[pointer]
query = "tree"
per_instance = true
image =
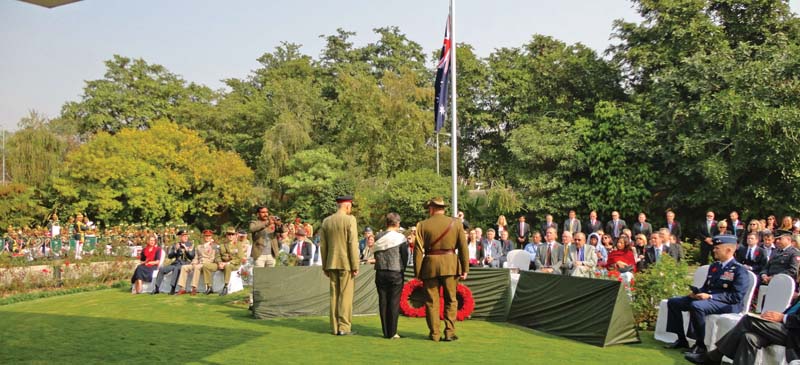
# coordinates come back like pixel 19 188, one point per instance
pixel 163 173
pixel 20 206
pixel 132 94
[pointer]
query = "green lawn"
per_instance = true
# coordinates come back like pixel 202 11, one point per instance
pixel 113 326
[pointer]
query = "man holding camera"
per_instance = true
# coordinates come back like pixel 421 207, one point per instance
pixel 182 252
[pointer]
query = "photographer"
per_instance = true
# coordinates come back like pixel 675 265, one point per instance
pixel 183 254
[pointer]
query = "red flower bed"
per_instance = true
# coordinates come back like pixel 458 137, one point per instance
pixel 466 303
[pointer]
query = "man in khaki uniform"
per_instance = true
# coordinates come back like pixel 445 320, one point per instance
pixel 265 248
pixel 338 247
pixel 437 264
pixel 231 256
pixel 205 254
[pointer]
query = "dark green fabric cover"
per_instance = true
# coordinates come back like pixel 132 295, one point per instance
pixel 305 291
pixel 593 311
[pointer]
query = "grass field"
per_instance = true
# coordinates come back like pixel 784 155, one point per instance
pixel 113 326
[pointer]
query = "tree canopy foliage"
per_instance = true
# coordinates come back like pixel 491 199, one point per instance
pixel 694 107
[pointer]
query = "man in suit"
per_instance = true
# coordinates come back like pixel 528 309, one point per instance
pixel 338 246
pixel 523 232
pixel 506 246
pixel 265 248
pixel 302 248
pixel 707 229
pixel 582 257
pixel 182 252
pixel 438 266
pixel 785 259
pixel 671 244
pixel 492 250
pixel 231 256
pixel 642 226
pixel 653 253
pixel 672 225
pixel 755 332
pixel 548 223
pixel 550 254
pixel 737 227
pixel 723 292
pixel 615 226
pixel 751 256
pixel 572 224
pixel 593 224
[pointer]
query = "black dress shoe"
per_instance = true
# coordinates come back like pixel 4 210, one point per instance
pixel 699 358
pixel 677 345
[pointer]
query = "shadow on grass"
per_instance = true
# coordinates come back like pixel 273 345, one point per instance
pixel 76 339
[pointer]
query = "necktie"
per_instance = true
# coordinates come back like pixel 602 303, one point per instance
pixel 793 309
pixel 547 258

* * *

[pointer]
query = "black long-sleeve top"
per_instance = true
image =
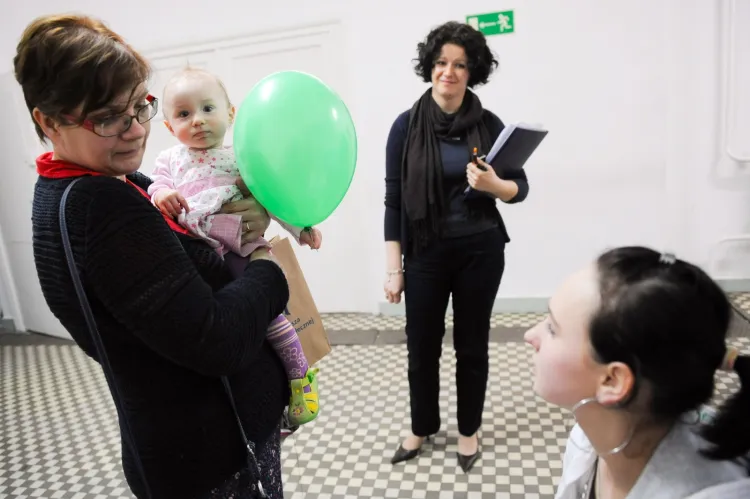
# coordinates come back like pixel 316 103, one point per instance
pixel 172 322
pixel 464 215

__WORK TO COMPLETE__. A single number is the answer here: the count of lines in the material above holding the string "green".

__RESPONSE AREA__. 2